== DATA UNDER STUDY ==
╔══

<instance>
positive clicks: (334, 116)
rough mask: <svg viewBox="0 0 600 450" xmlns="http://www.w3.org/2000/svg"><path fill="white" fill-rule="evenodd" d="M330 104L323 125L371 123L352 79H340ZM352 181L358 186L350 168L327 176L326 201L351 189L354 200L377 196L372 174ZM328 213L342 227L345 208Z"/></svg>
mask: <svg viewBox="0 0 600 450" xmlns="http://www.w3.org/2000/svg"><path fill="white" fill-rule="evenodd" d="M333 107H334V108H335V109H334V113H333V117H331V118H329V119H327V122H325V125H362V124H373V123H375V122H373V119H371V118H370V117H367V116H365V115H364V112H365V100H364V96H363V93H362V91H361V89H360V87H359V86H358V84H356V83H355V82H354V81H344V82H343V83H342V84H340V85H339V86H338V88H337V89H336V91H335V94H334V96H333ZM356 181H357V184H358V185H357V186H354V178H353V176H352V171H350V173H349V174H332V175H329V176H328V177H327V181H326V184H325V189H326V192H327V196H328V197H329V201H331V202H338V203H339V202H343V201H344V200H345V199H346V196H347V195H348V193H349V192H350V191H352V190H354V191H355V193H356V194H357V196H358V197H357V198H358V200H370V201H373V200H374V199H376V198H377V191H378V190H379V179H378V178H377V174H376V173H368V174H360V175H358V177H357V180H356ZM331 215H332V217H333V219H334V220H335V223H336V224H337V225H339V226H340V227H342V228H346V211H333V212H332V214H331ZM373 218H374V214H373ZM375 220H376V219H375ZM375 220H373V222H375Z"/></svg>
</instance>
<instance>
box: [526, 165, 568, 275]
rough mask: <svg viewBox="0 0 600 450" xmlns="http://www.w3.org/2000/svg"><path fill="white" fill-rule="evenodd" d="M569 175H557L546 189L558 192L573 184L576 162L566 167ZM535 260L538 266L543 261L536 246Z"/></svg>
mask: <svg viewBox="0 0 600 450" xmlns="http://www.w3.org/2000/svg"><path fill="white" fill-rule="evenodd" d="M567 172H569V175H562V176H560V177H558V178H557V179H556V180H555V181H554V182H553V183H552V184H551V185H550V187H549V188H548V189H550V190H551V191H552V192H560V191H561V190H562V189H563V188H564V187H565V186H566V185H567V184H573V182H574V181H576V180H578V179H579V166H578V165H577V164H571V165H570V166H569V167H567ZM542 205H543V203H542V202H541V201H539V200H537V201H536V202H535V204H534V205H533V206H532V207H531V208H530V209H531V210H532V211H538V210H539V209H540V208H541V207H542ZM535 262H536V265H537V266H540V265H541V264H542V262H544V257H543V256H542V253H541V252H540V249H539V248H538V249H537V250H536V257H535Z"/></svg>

╚══

Each line from the one holding "</instance>" to the end of the entries is to be written out exactly. Skip every line before it.

== ANSWER SECTION ==
</instance>
<instance>
box: [526, 165, 568, 275]
rough mask: <svg viewBox="0 0 600 450" xmlns="http://www.w3.org/2000/svg"><path fill="white" fill-rule="evenodd" d="M569 175H557L546 189L558 192L573 184L576 162L566 167ZM535 260L538 266L543 261L536 246Z"/></svg>
mask: <svg viewBox="0 0 600 450" xmlns="http://www.w3.org/2000/svg"><path fill="white" fill-rule="evenodd" d="M567 172H569V175H562V176H560V177H558V178H557V179H556V180H555V181H554V182H553V183H552V184H551V185H550V187H549V188H548V189H550V190H551V191H552V192H560V191H561V190H562V189H563V188H564V187H565V186H566V185H567V184H573V182H574V181H576V180H578V179H579V166H578V165H577V164H571V165H570V166H569V167H567ZM542 205H543V203H542V202H541V201H539V200H537V201H536V202H535V204H534V205H533V206H532V207H531V208H530V209H531V210H532V211H538V210H539V209H540V208H541V207H542ZM535 262H536V265H537V266H540V265H541V264H542V262H544V257H543V256H542V253H541V252H540V249H539V248H538V249H537V250H536V257H535Z"/></svg>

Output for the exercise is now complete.